GOAL>
Transcribe the part of the defrag.c patch that opens with the words containing "return statfs_s.f_bsize *" and closes with "struct getbmapx *mapx)", reproducing every character.

QUOTED PASSAGE>
------------------------------------

Signed-off-by: Wengang Wang <wen.gang.wang@oracle.com>
---
 spaceman/defrag.c | 174 +++++++++++++++++++++++++++++++++++++++++++++-
 1 file changed, 172 insertions(+), 2 deletions(-)

diff --git a/spaceman/defrag.c b/spaceman/defrag.c
index f8e6713c..b5c5b187 100644
--- a/spaceman/defrag.c
+++ b/spaceman/defrag.c
@@ -327,6 +327,155 @@ defrag_fs_limit_hit(int fd)
 	return statfs_s.f_bsize * statfs_s.f_bavail < g_limit_free_bytes;
 }
 
+static bool g_enable_first_ext_share = true;
+
+static int
+defrag_get_first_real_ext(int fd, struct getbmapx *mapx)

------------------------------------

INFORMATION SHOWN>

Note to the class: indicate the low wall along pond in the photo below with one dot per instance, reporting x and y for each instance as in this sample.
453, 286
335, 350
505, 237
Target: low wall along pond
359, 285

------------------------------------

OUTPUT OF THE TASK>
return statfs_s.f_bsize * statfs_s.f_bavail < g_limit_free_bytes;
 }
 
+static bool g_enable_first_ext_share = true;
+
+static int
+defrag_get_first_real_ext(int fd, struct getbmapx *mapx)